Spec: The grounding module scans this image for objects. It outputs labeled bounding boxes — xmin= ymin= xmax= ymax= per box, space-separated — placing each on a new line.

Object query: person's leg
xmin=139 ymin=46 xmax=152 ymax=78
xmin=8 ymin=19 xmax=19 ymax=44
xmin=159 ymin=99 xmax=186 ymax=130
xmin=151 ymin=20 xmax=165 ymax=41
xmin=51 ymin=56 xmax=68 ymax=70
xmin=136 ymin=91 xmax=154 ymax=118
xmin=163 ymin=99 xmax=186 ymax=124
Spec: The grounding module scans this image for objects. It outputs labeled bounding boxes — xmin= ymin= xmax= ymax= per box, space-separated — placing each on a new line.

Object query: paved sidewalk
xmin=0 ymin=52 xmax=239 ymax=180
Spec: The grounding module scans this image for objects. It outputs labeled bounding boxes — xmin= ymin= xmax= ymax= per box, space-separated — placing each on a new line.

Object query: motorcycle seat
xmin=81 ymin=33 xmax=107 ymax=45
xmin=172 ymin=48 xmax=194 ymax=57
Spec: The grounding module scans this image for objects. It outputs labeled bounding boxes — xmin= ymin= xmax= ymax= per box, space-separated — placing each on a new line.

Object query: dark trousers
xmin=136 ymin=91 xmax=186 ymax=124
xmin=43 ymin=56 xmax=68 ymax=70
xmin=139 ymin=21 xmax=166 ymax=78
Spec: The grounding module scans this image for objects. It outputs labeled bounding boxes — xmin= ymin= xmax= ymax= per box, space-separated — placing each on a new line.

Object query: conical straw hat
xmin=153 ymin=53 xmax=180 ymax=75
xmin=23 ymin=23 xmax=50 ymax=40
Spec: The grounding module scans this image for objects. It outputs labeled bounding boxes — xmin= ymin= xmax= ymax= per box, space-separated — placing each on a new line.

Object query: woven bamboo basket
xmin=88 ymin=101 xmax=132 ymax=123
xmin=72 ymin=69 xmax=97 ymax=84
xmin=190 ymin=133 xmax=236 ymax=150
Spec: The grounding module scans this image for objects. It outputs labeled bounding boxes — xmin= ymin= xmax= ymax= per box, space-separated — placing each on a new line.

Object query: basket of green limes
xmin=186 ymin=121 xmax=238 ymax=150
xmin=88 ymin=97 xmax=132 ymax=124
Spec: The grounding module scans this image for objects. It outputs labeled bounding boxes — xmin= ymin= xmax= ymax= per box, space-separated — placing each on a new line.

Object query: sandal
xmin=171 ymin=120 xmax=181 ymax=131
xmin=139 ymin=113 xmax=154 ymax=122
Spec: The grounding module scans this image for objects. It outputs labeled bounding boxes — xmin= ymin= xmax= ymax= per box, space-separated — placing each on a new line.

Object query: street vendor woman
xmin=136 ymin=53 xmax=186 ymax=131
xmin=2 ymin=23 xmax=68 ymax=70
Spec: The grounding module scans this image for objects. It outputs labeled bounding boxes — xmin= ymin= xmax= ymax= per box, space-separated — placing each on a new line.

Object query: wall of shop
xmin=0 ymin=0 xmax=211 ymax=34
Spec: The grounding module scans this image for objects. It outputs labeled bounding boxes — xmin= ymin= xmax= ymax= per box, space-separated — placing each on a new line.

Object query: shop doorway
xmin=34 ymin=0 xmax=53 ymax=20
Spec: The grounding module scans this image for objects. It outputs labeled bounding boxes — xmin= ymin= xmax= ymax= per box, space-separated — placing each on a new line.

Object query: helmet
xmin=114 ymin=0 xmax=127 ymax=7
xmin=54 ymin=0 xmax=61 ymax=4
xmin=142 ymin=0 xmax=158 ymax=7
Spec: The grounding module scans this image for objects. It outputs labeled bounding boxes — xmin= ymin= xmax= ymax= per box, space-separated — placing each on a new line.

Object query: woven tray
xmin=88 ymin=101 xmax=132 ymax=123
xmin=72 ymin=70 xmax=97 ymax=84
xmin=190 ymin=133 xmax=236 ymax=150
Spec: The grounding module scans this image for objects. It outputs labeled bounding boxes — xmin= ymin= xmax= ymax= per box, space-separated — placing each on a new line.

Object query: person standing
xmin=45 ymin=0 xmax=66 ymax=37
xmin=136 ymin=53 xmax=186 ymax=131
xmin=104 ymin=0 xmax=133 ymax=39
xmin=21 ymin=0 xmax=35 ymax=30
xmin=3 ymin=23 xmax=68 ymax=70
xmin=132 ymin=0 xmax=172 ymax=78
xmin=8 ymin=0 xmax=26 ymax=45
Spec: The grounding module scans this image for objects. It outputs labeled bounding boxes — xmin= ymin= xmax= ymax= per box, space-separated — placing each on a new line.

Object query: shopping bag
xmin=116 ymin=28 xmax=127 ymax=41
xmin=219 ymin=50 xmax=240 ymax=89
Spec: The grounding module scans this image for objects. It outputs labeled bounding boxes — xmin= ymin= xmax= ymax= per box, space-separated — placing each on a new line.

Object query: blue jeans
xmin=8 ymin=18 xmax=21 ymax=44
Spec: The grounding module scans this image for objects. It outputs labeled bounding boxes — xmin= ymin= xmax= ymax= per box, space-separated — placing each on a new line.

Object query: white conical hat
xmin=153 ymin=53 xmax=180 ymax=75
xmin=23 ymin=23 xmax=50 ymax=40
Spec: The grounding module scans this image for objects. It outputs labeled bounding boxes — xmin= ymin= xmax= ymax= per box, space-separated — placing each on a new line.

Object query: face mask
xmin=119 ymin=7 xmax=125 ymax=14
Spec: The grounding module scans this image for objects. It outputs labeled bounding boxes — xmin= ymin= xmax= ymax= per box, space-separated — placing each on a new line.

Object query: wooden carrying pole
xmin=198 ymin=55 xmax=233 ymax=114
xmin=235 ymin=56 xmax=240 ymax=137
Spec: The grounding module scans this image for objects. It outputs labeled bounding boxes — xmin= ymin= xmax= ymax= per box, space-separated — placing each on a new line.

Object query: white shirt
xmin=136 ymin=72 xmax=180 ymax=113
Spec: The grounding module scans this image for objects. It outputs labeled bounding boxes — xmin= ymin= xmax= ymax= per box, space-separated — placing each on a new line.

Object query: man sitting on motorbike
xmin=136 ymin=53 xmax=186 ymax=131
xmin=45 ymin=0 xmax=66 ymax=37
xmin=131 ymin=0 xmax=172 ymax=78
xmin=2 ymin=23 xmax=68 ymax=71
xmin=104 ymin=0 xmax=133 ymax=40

* * *

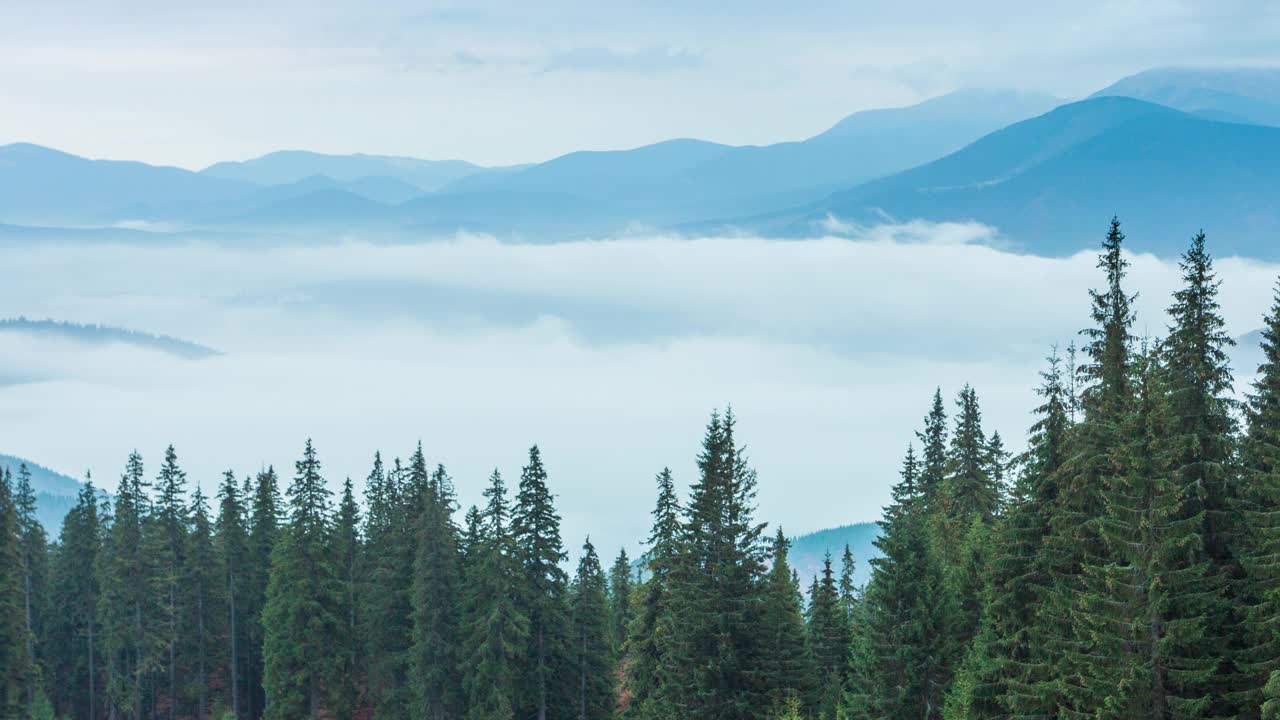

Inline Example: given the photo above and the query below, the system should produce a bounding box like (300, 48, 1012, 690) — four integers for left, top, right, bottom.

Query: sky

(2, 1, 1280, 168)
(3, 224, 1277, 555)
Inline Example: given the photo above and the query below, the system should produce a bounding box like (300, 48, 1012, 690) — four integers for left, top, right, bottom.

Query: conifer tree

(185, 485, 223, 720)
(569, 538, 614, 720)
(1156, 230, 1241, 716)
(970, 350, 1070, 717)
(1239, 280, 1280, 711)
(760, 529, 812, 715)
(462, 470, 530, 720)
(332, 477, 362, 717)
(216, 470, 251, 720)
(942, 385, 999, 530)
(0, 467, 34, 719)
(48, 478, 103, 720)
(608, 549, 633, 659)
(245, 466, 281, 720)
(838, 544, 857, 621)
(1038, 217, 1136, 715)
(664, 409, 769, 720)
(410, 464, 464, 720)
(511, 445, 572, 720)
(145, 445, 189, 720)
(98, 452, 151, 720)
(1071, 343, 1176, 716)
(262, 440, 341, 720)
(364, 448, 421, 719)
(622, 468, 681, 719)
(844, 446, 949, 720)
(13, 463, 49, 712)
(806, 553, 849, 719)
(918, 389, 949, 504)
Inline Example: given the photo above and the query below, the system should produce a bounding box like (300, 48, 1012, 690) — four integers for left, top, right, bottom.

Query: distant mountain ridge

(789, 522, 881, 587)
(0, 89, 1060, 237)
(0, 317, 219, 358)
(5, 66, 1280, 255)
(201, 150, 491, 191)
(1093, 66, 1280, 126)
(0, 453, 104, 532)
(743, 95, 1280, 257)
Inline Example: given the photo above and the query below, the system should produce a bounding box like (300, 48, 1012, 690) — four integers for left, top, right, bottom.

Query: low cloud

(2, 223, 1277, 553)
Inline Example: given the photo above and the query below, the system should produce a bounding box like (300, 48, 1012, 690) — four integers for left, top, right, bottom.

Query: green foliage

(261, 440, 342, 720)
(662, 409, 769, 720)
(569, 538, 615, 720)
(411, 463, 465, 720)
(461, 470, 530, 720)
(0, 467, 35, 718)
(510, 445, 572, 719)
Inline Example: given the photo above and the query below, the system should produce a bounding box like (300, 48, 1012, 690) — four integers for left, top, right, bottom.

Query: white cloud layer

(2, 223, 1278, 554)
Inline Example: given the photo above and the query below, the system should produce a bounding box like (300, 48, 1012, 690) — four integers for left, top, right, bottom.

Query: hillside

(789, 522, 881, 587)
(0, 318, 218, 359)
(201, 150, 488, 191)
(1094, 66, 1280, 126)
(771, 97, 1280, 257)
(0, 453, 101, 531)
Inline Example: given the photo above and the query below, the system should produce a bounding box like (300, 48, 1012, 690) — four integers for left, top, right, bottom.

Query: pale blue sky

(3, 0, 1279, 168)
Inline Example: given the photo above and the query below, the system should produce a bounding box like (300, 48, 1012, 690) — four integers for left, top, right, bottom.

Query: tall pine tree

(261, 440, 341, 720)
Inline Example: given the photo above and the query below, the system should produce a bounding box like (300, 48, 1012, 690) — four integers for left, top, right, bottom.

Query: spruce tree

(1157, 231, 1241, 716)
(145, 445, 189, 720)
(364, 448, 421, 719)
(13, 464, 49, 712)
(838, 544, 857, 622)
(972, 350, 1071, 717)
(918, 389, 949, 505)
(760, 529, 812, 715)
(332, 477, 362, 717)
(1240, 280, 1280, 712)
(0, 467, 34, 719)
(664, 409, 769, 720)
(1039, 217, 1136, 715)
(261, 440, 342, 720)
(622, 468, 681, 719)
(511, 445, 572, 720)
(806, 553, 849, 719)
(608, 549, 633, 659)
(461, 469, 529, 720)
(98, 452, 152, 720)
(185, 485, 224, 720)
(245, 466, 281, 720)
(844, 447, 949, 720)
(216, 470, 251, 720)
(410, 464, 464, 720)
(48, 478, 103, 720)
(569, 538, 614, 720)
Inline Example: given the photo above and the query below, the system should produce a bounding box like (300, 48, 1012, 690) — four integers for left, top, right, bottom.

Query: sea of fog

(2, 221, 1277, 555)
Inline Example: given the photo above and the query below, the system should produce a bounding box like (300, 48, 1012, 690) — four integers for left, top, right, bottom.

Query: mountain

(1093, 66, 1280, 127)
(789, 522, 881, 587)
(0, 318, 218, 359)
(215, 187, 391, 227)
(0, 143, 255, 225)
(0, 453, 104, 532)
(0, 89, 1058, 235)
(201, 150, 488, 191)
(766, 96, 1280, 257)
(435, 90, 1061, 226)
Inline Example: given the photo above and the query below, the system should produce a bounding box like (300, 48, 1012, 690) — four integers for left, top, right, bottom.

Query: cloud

**About this exercise:** Above are some records; copy exactly the lines from the one with "Query: spruce tree" through the one with "Query: cloud", both included, and no others.

**Answer box:**
Query: spruce tree

(1157, 231, 1241, 716)
(145, 445, 189, 720)
(364, 448, 421, 719)
(13, 464, 49, 712)
(838, 544, 857, 622)
(972, 350, 1071, 717)
(918, 389, 949, 505)
(760, 529, 812, 715)
(332, 477, 362, 717)
(1240, 280, 1280, 712)
(0, 467, 34, 719)
(664, 409, 769, 720)
(1039, 217, 1136, 715)
(261, 440, 342, 720)
(622, 468, 681, 719)
(511, 445, 572, 720)
(806, 553, 849, 719)
(608, 549, 633, 659)
(461, 469, 529, 720)
(98, 452, 152, 720)
(185, 485, 224, 720)
(245, 466, 281, 720)
(844, 447, 949, 720)
(216, 470, 251, 720)
(410, 464, 464, 720)
(48, 478, 103, 720)
(569, 538, 614, 720)
Inline Example: given the photo above and the query below, the system should produce a bounding box like (300, 48, 1012, 690) — four integers for left, top, right, bottom.

Query: sea of fog

(2, 221, 1277, 555)
Inline Example: given the photo above and the query below, the system should produce a bounding box like (300, 48, 1012, 690) — four integers for left, top, right, bottom.

Query: mountain

(1093, 66, 1280, 127)
(789, 522, 881, 587)
(0, 318, 218, 359)
(215, 187, 391, 227)
(0, 143, 255, 225)
(0, 453, 104, 532)
(0, 89, 1058, 235)
(201, 150, 488, 191)
(766, 96, 1280, 257)
(435, 90, 1061, 226)
Inline Example: given the photo above and the query below, the system should produce a bounding box like (300, 48, 1012, 690) — four integers for left, top, right, bottom.

Query: cloud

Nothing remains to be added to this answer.